REQUIRED WORK:
[a] In the article on the Northwestern reading study, rewrite the passage that begins with "Noisy environments, such" and ends after "early literacy tests.", changing "EEG wires" to "electrode caps".
[b] According to the article on the Northwestern reading study, how many children were fitted with EEG wires, and what was their age range?

A quick test may be all it takes to identify children who have learning disabilities or literary challenges long before they actually learn to read.

According to a new study at Northwestern University, a child’s ability to decipher sounds — more specifically, consonants — in a noisy environment may be an indicator of future language and reading difficulties. The preliterate children whose brains more inefficiently process speech against a chaotic background are more likely to develop these difficulties than their peers, researchers found.

Noisy environments, such as homes with television or radios blaring along with the loud voices of children, noisy city landscapes, and loud classrooms all have the ability to disrupt brain mechanisms necessary for literary development in schoolchildren. Speech often occurs in these environments, however disruptive they are. In the chaos, consonants are particularly at risk of being lost to the ear, as they are quicker and more acoustically complicated than vowels.

The study involved outfitting the scalps of 112 kids between the ages of 3 and 14 with EEG wires. Researchers were able to assess the way the brain reacted to consonants played amid noise into the children’s headphones. After capturing various aspects of how the brain responded to the sounds, scientists were able to create a statistical model to predict the children’s performance on early literacy tests.

They found that their model very accurately predicted the performance of 3-year-old children on several pre-literacy tests, and how, a year later at age 4, the child will perform on multiple language skills necessary for reading. The model also accurately predicted the reading abilities of school-aged children, and if they had been diagnosed with a learning disorder.

"Sound is a powerful, invisible force that is central to human communication," said study senior author Nina Kraus, director of Northwestern's Auditory Neuroscience Laboratory in a press release. "Every day listening experiences bootstrap language development by cluing children in on which sounds are meaningful. If a child can't make meaning of these sounds through the background noise, he or she won't develop the linguistic resources needed when reading instruction begins."

This new link between the way a child’s brain processes spoken information amid background noise and reading skill in preliterate children provides a glimpse into a child’s future, allowing early action to combat literary troubles.

"There are excellent interventions we can give to struggling readers during crucial pre-school years, but the earlier the better," said Kraus, a professor of communication sciences, neurobiology and physiology in the School of Communication in a statement. "The challenge has been to identify which children are candidates for these interventions, and now we have discovered a way."

ENTRIES PROVIDED:
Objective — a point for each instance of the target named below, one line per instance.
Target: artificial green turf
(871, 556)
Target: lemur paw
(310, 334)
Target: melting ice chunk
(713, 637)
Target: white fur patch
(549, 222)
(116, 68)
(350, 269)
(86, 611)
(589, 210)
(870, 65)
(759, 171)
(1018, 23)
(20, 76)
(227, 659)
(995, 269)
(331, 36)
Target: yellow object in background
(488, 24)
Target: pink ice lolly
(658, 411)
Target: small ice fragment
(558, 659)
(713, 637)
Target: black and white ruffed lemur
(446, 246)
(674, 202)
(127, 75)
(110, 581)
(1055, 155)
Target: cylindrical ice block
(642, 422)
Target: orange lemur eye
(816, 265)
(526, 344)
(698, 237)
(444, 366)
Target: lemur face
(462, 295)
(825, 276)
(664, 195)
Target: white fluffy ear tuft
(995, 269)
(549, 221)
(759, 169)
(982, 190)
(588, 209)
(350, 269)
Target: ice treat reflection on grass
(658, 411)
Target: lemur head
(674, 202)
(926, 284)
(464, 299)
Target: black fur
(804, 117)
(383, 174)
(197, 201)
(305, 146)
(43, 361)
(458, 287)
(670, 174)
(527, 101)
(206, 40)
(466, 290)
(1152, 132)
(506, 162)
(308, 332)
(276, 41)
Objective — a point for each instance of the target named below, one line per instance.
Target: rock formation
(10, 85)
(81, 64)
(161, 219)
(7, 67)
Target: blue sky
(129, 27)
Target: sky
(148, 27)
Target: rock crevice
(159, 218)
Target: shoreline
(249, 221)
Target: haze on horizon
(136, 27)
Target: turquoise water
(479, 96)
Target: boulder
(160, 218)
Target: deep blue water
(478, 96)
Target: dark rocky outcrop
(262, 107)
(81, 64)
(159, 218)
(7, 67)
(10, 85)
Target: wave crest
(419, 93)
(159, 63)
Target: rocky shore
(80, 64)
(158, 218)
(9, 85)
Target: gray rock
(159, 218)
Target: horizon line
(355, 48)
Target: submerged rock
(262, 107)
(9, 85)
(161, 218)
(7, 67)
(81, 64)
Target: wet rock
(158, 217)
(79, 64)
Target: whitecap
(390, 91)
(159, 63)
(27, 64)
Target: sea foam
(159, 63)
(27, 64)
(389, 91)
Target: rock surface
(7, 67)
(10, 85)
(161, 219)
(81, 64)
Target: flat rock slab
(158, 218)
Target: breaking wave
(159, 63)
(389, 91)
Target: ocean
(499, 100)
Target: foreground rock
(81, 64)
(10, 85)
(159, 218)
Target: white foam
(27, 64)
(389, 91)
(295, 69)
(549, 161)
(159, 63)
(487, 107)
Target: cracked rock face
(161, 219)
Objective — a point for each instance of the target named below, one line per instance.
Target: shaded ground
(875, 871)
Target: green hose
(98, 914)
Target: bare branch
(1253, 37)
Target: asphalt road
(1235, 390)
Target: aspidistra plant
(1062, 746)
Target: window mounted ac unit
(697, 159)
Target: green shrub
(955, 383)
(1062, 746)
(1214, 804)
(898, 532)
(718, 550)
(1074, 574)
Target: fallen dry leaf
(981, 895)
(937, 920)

TASK ANSWERS:
[a]
Noisy environments, such as homes with television or radios blaring along with the loud voices of children, noisy city landscapes, and loud classrooms all have the ability to disrupt brain mechanisms necessary for literary development in schoolchildren. Speech often occurs in these environments, however disruptive they are. In the chaos, consonants are particularly at risk of being lost to the ear, as they are quicker and more acoustically complicated than vowels.

The study involved outfitting the scalps of 112 kids between the ages of 3 and 14 with electrode caps. Researchers were able to assess the way the brain reacted to consonants played amid noise into the children’s headphones. After capturing various aspects of how the brain responded to the sounds, scientists were able to create a statistical model to predict the children’s performance on early literacy tests.

[b] The study fitted 112 children between the ages of 3 and 14 with EEG wires.